■ Data provided:
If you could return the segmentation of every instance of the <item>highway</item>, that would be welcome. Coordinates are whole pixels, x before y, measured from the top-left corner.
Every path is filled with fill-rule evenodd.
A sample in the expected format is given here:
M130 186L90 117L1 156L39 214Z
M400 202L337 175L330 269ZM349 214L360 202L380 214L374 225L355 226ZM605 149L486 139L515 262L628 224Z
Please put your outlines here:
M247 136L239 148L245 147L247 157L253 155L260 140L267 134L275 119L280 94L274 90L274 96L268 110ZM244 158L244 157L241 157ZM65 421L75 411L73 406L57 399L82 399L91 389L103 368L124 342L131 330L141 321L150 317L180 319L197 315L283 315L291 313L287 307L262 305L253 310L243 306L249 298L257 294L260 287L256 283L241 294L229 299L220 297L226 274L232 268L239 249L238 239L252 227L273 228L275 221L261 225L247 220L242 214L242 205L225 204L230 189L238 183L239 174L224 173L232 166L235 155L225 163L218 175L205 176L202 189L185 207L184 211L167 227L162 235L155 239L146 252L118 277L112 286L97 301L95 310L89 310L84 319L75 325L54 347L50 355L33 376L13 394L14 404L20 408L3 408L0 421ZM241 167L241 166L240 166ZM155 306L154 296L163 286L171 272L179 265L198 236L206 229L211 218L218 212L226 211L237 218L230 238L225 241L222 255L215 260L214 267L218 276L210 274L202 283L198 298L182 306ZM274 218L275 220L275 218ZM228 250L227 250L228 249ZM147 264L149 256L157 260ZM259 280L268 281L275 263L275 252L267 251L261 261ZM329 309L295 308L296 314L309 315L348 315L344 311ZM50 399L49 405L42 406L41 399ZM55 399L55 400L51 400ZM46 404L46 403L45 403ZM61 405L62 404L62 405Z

■ What to do:
Copy out the data above, word for word.

■ Your response:
If you could return the segmentation of every instance of the <item>highway</item>, that would be welcome. Coordinates are whole pixels, x before y, measured from the top-left corner.
Every path is filled with fill-rule evenodd.
A sample in the expected format is given here:
M130 186L90 117L1 156L39 214Z
M400 202L337 175L330 269ZM349 214L360 202L380 214L374 225L355 226ZM605 149L486 139L515 262L628 224Z
Please put your outlines here:
M247 136L239 148L245 147L247 157L253 155L260 140L267 134L275 119L280 94L274 90L274 96L268 110ZM244 158L244 157L241 157ZM65 421L75 411L73 406L57 399L82 399L91 389L103 368L124 342L131 330L141 321L150 317L180 319L197 315L283 315L291 313L287 307L262 305L253 310L243 306L249 298L257 294L260 287L256 283L241 294L229 299L220 297L226 274L232 268L239 249L238 239L252 227L273 228L275 221L261 225L247 220L242 214L242 205L225 204L230 189L238 183L239 174L224 173L232 166L235 155L225 163L218 175L205 176L202 189L185 207L184 211L167 227L162 235L155 239L146 252L118 277L112 286L97 301L95 310L89 310L84 319L75 325L54 347L50 355L33 376L13 394L14 404L20 408L3 408L0 421ZM241 167L241 166L240 166ZM155 306L154 296L163 286L171 272L179 265L198 236L206 229L211 218L218 212L226 211L237 218L230 238L225 241L222 255L215 260L214 267L218 276L210 274L202 283L198 298L182 306ZM274 218L275 220L275 218ZM228 250L227 250L228 249ZM147 264L149 256L157 260ZM259 280L268 281L275 263L275 252L267 251L261 261ZM329 309L295 308L296 314L309 315L348 315L344 311ZM50 399L49 405L42 406L41 399ZM55 399L55 400L51 400ZM46 404L46 403L45 403ZM61 405L62 404L62 405Z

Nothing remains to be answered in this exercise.